» **What to produce**: Format every line of the items below as a numbered list, one line per entry, and leave out any blank lines.

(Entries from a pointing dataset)
+--

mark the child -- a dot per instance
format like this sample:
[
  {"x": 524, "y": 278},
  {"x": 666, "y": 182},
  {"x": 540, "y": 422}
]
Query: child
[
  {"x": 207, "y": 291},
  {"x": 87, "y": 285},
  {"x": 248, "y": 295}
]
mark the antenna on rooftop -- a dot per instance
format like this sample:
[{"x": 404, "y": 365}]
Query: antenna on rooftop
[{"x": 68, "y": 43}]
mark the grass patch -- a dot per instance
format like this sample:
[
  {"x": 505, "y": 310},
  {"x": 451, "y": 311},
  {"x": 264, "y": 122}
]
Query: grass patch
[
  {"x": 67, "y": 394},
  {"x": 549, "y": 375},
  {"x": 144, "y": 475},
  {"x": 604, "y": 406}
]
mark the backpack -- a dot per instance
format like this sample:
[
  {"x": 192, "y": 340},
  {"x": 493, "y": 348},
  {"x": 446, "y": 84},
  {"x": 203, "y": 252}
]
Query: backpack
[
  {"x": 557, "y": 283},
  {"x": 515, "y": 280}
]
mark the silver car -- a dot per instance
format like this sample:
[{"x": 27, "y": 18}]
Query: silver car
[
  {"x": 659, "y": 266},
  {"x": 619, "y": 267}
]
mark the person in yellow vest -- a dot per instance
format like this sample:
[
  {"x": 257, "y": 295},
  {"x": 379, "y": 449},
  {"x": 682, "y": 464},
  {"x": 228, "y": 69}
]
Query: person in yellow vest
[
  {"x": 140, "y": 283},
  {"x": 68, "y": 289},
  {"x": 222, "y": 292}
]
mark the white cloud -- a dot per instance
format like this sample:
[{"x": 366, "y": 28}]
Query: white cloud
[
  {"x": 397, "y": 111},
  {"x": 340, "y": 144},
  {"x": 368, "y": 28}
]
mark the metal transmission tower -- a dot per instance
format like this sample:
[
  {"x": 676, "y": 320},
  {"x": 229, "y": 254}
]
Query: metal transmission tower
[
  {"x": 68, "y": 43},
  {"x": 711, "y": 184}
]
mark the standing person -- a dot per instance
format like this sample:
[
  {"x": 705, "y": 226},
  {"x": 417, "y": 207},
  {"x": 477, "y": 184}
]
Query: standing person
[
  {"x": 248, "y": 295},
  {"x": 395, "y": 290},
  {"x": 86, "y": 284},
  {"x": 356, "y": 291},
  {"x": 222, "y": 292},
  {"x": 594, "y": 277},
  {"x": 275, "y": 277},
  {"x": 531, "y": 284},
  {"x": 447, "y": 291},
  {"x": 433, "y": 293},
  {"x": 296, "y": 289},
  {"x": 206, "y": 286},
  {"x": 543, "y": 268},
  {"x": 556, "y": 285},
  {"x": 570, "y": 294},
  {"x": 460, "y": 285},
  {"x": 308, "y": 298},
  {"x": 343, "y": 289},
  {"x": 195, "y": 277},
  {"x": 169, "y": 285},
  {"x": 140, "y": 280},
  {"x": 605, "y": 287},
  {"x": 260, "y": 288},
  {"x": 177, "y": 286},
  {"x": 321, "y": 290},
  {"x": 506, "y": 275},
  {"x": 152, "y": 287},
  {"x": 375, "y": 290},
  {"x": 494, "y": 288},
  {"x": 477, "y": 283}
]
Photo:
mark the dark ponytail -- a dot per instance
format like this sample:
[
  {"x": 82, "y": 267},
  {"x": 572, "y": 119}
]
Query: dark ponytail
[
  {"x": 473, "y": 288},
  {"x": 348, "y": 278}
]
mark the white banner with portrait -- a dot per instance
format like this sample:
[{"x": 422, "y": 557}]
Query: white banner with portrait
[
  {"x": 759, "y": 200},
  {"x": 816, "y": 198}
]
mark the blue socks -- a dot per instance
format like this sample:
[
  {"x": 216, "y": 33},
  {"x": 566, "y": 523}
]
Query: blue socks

+--

» **Right answer**:
1. mark the child -- a dot per instance
2. format like this sample:
3. [
4.   {"x": 524, "y": 278},
5.   {"x": 666, "y": 182},
6.   {"x": 540, "y": 422}
7. ]
8. Query: child
9. [
10.   {"x": 207, "y": 291},
11.   {"x": 87, "y": 285},
12.   {"x": 248, "y": 295}
13. ]
14. mark the antenna on rooftop -- a dot per instance
15. format like this sample:
16. [{"x": 404, "y": 365}]
17. Query: antenna on rooftop
18. [{"x": 68, "y": 43}]
19. mark the grass patch -- a dot per instance
20. format like this sample:
21. [
22.   {"x": 505, "y": 310},
23.   {"x": 451, "y": 311},
24.   {"x": 264, "y": 122}
25. ]
26. Query: grass patch
27. [
28.   {"x": 67, "y": 394},
29.   {"x": 549, "y": 375},
30.   {"x": 144, "y": 475},
31.   {"x": 604, "y": 406}
32. ]
33. mark the backpack -- a dot per instance
34. format like this sample:
35. [
36.   {"x": 192, "y": 340},
37.   {"x": 493, "y": 348},
38.   {"x": 446, "y": 84},
39.   {"x": 203, "y": 252}
40. ]
41. Query: backpack
42. [
43.   {"x": 557, "y": 283},
44.   {"x": 515, "y": 280}
45. ]
46. mark the silver car -- a dot per instance
47. format like this sample:
48. [{"x": 27, "y": 18}]
49. Query: silver car
50. [
51.   {"x": 659, "y": 266},
52.   {"x": 619, "y": 267}
53. ]
54. mark the person in yellow vest -- a dot per instance
55. format like this sample:
56. [
57.   {"x": 257, "y": 295},
58.   {"x": 379, "y": 449},
59.   {"x": 682, "y": 464},
60.   {"x": 228, "y": 69}
61. ]
62. Query: person in yellow vest
63. [
64.   {"x": 140, "y": 283},
65.   {"x": 68, "y": 289},
66.   {"x": 222, "y": 292}
67. ]
68. mark the white cloud -- a dot per instance
69. format like this sample:
70. [{"x": 366, "y": 28}]
71. Query: white cloud
72. [
73.   {"x": 397, "y": 111},
74.   {"x": 340, "y": 144},
75.   {"x": 368, "y": 28}
76. ]
77. mark the metal transmission tower -- a dot per instance
78. format like this sample:
79. [
80.   {"x": 676, "y": 320},
81.   {"x": 229, "y": 254}
82. ]
83. Query: metal transmission tower
84. [
85.   {"x": 68, "y": 43},
86.   {"x": 711, "y": 184}
87. ]
88. mark the standing person -- a dot per instance
89. format like this sample:
90. [
91.   {"x": 705, "y": 226},
92.   {"x": 417, "y": 207},
93.   {"x": 477, "y": 184}
94. ]
95. Query: standing person
96. [
97.   {"x": 248, "y": 295},
98.   {"x": 395, "y": 290},
99.   {"x": 86, "y": 284},
100.   {"x": 356, "y": 291},
101.   {"x": 222, "y": 292},
102.   {"x": 594, "y": 277},
103.   {"x": 275, "y": 277},
104.   {"x": 531, "y": 284},
105.   {"x": 447, "y": 291},
106.   {"x": 433, "y": 293},
107.   {"x": 296, "y": 289},
108.   {"x": 206, "y": 286},
109.   {"x": 543, "y": 268},
110.   {"x": 556, "y": 285},
111.   {"x": 570, "y": 294},
112.   {"x": 460, "y": 285},
113.   {"x": 308, "y": 298},
114.   {"x": 343, "y": 289},
115.   {"x": 195, "y": 277},
116.   {"x": 169, "y": 285},
117.   {"x": 140, "y": 280},
118.   {"x": 605, "y": 287},
119.   {"x": 260, "y": 288},
120.   {"x": 177, "y": 286},
121.   {"x": 321, "y": 290},
122.   {"x": 506, "y": 275},
123.   {"x": 152, "y": 287},
124.   {"x": 375, "y": 290},
125.   {"x": 494, "y": 288},
126.   {"x": 477, "y": 283}
127. ]
128. Photo:
129. mark the dark ponytail -- a dot per instance
130. format like this sample:
131. [
132.   {"x": 82, "y": 267},
133.   {"x": 572, "y": 119}
134. ]
135. Query: dark ponytail
136. [
137.   {"x": 473, "y": 288},
138.   {"x": 348, "y": 278}
139. ]
140. mark the white banner with portrait -- a dot per instance
141. format like this sample:
142. [{"x": 422, "y": 557}]
143. Query: white banner with portrait
144. [
145.   {"x": 759, "y": 200},
146.   {"x": 816, "y": 198}
147. ]
148. mark the blue socks -- a dot per instance
149. format like this sample:
150. [
151.   {"x": 216, "y": 33},
152.   {"x": 566, "y": 523}
153. ]
154. Query: blue socks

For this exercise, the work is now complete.